| WHAT YOU HAVE TO DO |
For the records below, reproduce exactly the line that contains "Practice step: indicate the station lamp" and all subsequent lines, with nothing left out and nothing added.
══ DATASET CONTENT
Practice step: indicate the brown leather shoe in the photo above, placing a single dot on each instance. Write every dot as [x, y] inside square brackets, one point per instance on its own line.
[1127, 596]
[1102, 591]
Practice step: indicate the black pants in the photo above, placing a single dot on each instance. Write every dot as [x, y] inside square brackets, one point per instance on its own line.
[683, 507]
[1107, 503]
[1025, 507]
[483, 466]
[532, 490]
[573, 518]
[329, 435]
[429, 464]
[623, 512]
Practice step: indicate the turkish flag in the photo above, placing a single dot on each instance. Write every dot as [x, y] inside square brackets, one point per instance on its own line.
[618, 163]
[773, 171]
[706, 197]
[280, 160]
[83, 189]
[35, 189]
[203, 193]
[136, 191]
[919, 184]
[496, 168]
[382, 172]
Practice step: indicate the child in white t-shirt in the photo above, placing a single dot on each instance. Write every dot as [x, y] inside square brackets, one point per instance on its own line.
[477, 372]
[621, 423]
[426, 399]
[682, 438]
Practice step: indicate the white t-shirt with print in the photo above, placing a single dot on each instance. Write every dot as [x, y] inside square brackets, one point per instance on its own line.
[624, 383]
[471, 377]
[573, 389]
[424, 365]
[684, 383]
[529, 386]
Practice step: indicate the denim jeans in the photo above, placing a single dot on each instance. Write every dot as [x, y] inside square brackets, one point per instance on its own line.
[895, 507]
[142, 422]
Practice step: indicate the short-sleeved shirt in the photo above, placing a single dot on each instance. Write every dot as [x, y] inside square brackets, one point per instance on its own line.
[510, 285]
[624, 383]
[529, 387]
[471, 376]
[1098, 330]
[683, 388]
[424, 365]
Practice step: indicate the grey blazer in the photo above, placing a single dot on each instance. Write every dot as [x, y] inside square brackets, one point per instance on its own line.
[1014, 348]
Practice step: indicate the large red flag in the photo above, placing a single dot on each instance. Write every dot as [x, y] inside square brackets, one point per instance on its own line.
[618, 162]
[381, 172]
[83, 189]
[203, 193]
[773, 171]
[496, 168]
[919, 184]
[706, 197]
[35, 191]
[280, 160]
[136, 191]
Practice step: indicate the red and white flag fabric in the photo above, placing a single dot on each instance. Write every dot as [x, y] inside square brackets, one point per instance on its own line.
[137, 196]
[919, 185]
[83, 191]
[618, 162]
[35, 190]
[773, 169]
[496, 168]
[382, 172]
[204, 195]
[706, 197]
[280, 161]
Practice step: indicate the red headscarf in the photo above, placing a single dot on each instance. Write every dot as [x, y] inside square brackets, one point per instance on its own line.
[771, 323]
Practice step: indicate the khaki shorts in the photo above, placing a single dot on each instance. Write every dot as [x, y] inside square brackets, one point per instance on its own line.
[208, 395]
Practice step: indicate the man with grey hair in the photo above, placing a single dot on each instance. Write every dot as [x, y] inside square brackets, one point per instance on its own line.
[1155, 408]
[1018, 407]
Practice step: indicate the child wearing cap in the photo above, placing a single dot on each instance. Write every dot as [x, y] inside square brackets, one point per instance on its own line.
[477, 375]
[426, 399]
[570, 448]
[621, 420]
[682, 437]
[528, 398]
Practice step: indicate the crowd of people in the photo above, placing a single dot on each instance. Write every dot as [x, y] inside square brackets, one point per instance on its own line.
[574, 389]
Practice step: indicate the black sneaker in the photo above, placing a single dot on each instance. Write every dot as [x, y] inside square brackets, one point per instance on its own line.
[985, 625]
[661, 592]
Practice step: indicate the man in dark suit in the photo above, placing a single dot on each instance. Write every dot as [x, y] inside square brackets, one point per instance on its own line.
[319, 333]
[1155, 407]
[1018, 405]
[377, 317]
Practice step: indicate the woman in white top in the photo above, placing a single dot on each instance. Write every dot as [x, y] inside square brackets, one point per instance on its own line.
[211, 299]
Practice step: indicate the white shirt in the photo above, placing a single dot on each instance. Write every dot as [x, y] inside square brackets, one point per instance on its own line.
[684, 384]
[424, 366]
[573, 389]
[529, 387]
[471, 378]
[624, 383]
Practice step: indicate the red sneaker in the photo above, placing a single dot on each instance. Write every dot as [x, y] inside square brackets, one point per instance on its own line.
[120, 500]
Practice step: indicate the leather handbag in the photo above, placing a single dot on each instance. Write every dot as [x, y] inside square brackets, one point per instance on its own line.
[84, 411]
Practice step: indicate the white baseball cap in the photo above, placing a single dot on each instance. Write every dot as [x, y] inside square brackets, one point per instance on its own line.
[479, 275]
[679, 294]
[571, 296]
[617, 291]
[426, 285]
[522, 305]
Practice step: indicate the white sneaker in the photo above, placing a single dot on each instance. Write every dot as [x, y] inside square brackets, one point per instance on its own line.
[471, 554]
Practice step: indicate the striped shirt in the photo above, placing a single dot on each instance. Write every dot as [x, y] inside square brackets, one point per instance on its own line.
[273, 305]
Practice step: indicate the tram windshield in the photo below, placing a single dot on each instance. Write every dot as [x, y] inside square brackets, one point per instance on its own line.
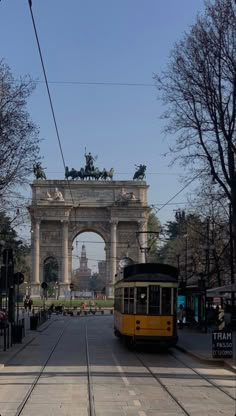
[141, 302]
[166, 301]
[154, 300]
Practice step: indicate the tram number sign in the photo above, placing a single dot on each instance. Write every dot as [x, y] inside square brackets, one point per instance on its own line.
[222, 344]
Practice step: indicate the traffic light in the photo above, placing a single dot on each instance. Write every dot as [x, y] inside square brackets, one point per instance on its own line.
[18, 278]
[7, 256]
[6, 277]
[44, 285]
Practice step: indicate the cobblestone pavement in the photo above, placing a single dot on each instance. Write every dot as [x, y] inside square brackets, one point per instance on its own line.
[159, 384]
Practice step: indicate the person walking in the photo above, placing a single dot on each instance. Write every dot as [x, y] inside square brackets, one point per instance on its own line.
[180, 316]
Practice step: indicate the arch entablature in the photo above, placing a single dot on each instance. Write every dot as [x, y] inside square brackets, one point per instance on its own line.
[114, 210]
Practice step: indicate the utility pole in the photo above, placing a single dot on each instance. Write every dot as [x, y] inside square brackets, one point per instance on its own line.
[231, 256]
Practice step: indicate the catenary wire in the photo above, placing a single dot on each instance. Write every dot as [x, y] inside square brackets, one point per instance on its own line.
[48, 91]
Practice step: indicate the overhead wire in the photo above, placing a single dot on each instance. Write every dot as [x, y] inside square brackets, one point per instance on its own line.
[85, 83]
[48, 91]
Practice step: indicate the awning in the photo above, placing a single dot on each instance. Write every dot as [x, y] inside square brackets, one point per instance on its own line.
[221, 291]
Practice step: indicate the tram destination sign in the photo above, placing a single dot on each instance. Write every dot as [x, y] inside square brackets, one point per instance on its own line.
[222, 344]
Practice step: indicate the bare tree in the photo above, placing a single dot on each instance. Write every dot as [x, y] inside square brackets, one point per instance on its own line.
[18, 134]
[199, 89]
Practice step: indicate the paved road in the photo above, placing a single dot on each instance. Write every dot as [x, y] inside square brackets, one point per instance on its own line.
[123, 383]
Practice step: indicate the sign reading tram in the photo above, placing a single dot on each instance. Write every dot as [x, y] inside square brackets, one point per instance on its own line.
[222, 344]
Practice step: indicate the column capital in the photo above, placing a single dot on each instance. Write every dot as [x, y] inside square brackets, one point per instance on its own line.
[114, 222]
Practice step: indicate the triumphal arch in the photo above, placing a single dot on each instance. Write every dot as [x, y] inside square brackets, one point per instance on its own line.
[62, 209]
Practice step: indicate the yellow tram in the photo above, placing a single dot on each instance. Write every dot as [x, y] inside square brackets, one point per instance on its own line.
[145, 308]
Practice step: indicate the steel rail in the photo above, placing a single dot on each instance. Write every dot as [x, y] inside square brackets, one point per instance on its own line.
[162, 385]
[34, 383]
[90, 384]
[204, 377]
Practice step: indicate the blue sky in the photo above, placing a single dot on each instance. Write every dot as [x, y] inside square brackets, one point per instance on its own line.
[103, 41]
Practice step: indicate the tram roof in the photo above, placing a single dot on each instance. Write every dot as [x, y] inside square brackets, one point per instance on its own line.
[152, 271]
[150, 277]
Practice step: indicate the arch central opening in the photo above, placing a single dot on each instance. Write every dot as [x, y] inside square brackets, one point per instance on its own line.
[89, 265]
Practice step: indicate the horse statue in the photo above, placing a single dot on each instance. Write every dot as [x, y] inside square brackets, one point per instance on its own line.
[105, 174]
[140, 172]
[38, 171]
[74, 174]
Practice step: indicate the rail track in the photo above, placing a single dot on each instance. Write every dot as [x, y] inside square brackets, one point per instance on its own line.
[167, 389]
[91, 406]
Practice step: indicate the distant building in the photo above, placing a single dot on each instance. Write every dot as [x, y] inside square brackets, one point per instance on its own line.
[82, 275]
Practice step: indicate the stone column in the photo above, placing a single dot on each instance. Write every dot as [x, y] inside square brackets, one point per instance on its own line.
[113, 251]
[35, 281]
[64, 277]
[142, 226]
[113, 260]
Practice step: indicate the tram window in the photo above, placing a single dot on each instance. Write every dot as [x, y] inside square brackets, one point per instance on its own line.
[175, 301]
[154, 300]
[126, 300]
[131, 300]
[141, 304]
[118, 299]
[166, 301]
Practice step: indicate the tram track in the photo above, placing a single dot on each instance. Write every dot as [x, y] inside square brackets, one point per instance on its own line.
[91, 410]
[203, 377]
[165, 388]
[173, 396]
[26, 398]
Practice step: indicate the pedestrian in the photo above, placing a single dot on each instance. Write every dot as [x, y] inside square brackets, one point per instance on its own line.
[30, 303]
[26, 304]
[180, 316]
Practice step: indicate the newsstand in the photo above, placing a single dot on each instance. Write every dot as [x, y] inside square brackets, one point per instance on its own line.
[33, 323]
[16, 334]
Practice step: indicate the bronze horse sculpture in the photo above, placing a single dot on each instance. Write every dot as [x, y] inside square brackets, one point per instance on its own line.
[38, 171]
[140, 172]
[94, 173]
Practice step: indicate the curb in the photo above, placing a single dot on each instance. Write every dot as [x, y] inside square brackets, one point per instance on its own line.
[30, 336]
[209, 361]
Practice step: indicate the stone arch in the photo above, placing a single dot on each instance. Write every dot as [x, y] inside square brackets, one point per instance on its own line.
[105, 208]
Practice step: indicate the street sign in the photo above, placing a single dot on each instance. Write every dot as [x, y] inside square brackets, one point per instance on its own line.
[222, 344]
[44, 285]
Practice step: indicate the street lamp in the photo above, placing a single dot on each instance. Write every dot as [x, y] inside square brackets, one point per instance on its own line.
[145, 244]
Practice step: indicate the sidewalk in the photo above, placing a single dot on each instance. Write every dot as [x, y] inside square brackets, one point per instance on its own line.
[6, 356]
[199, 345]
[192, 342]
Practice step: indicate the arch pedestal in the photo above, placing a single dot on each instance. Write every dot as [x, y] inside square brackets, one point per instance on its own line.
[116, 210]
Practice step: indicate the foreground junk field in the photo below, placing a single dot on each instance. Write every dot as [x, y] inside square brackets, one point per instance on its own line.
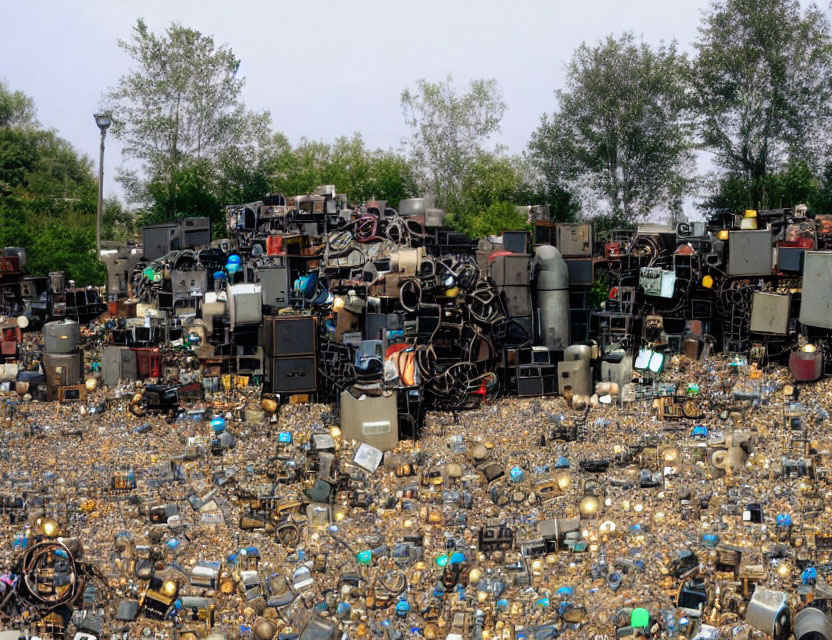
[351, 421]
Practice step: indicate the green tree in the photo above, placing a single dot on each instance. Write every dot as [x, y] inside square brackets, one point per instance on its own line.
[763, 85]
[16, 108]
[794, 184]
[621, 134]
[353, 169]
[179, 110]
[499, 216]
[48, 195]
[449, 131]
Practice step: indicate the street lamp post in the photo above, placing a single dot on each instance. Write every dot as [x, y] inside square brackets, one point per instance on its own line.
[103, 121]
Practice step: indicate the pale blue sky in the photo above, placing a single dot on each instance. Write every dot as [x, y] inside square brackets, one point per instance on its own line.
[326, 68]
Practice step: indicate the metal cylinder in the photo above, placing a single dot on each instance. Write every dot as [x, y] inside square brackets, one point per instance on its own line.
[57, 281]
[768, 611]
[812, 624]
[61, 336]
[552, 297]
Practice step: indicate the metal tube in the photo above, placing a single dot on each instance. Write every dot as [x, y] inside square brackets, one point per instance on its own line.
[100, 195]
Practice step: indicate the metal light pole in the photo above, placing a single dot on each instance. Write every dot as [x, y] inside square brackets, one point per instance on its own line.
[103, 121]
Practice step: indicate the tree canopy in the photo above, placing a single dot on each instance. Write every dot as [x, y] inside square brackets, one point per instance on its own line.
[620, 135]
[48, 195]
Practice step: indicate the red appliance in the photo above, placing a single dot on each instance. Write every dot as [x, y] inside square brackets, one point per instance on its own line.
[148, 363]
[274, 245]
[806, 366]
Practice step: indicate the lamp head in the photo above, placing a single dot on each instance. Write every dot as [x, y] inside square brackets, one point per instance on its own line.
[103, 120]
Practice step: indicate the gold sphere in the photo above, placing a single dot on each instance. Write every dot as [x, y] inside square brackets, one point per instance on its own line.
[50, 528]
[589, 506]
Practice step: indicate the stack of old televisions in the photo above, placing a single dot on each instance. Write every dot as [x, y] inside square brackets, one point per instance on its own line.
[575, 243]
[290, 346]
[529, 372]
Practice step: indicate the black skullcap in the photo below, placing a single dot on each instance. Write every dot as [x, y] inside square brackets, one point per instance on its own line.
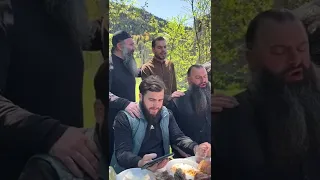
[119, 36]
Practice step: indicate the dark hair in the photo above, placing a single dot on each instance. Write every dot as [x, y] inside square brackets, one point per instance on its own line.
[278, 15]
[198, 66]
[151, 83]
[153, 44]
[101, 81]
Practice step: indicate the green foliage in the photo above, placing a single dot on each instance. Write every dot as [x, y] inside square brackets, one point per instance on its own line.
[185, 45]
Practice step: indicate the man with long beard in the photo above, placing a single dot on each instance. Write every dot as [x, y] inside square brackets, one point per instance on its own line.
[160, 66]
[138, 141]
[123, 70]
[193, 110]
[42, 72]
[274, 133]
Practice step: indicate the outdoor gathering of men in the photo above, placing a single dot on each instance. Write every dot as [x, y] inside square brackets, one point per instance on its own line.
[146, 130]
[41, 45]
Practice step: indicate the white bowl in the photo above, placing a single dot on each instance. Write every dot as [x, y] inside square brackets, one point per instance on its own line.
[138, 174]
[184, 161]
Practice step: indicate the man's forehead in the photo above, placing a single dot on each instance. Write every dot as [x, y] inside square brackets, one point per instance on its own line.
[129, 40]
[161, 43]
[271, 32]
[198, 71]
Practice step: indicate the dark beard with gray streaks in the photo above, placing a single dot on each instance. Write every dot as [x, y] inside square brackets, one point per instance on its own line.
[289, 116]
[129, 61]
[201, 98]
[149, 117]
[71, 14]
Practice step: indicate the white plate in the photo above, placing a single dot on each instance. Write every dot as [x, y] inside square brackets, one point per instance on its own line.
[181, 161]
[137, 173]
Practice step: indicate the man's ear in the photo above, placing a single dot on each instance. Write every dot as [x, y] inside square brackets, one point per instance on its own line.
[99, 111]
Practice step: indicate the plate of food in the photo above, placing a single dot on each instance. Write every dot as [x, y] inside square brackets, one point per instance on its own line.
[136, 174]
[188, 167]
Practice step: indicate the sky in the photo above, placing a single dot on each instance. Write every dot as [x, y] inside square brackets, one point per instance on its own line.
[166, 9]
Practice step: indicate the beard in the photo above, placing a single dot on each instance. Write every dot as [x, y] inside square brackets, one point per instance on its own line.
[129, 61]
[290, 116]
[200, 98]
[152, 119]
[160, 58]
[72, 14]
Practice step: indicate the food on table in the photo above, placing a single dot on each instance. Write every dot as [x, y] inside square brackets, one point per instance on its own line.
[202, 176]
[130, 176]
[186, 168]
[179, 175]
[204, 151]
[164, 176]
[205, 166]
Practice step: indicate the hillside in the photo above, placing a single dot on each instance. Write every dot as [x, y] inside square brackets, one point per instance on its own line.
[137, 25]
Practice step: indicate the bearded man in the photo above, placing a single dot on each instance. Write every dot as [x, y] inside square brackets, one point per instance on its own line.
[138, 141]
[160, 66]
[193, 110]
[274, 133]
[42, 72]
[122, 82]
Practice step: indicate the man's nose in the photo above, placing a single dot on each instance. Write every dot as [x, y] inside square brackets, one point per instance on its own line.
[294, 58]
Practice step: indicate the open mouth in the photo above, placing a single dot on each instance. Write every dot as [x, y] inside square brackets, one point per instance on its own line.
[295, 72]
[295, 75]
[203, 85]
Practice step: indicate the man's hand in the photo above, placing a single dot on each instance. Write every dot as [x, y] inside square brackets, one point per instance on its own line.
[202, 151]
[74, 149]
[219, 102]
[133, 109]
[176, 94]
[148, 157]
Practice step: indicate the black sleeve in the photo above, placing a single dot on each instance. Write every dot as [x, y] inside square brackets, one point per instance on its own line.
[97, 42]
[237, 143]
[5, 52]
[22, 129]
[38, 169]
[123, 142]
[178, 138]
[117, 102]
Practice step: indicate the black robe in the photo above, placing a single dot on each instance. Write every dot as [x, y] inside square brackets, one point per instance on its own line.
[42, 72]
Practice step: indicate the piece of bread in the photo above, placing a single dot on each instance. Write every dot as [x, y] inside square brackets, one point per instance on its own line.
[205, 167]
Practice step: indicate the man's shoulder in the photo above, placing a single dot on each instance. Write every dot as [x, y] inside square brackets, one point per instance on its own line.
[40, 166]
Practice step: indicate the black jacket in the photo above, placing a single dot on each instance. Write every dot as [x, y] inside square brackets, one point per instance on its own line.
[193, 125]
[41, 70]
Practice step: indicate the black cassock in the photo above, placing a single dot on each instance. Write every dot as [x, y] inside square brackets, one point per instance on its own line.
[41, 71]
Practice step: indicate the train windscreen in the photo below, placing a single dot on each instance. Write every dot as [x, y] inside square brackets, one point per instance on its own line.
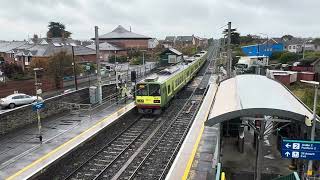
[154, 90]
[142, 90]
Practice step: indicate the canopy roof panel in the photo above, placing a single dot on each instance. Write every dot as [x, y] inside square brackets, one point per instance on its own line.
[251, 95]
[121, 33]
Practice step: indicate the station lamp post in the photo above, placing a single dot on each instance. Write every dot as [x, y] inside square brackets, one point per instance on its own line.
[74, 68]
[304, 47]
[313, 130]
[143, 63]
[38, 92]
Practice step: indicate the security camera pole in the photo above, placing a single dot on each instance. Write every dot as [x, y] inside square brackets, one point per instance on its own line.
[313, 130]
[98, 65]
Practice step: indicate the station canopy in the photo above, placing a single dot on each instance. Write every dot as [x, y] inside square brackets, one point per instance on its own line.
[255, 95]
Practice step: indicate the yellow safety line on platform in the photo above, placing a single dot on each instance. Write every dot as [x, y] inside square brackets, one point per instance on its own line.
[195, 147]
[63, 145]
[193, 153]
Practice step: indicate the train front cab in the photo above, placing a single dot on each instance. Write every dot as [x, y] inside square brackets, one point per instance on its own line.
[148, 98]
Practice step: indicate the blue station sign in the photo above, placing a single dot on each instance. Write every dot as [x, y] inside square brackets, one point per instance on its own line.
[36, 106]
[296, 149]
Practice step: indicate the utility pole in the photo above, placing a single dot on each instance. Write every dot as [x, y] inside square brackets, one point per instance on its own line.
════
| RESULT OF THIS TASK |
Practice step: indicate the station lamp post in the photo above, placing a single dot on each instance. Write every dot as [x, y] inside square brackets, one point per instance on its own line.
[74, 68]
[304, 47]
[313, 130]
[143, 63]
[38, 92]
Practice step: indicate the security camera pole in the photo above, placing a single dot on each instance. Write every dot as [x, y] inside square brackets, one point per instance on its own line.
[313, 130]
[98, 65]
Practice step: indicate the station canopy in the photo above, placing a single dot on each instance. Write every dot as [x, y] inside square brackets, one point per instance on its own line.
[255, 95]
Practice step: indicate the yellow safety line on platform in the photo above, placing a single dot on each instance. Write every dot as [x, y] inside square brackets, one point per instance on its own line.
[195, 147]
[63, 145]
[193, 153]
Practice step: indicate the train front cab in the photo above, placing a single dot on each instance. Write every dot as [x, y] inside square brackets, one point per instance on its own line.
[148, 98]
Practice step: indicate the blue station sign in the photo above, placing a single dot on each instance. Write every dot as [x, y] inside square brackets, one point per instance on its own line.
[36, 106]
[296, 149]
Practice step: indicate the utility pole in the photo above, placing a single dot on each instance. Write every dot as [x, y] inside square brackets, one point per instance on its own line.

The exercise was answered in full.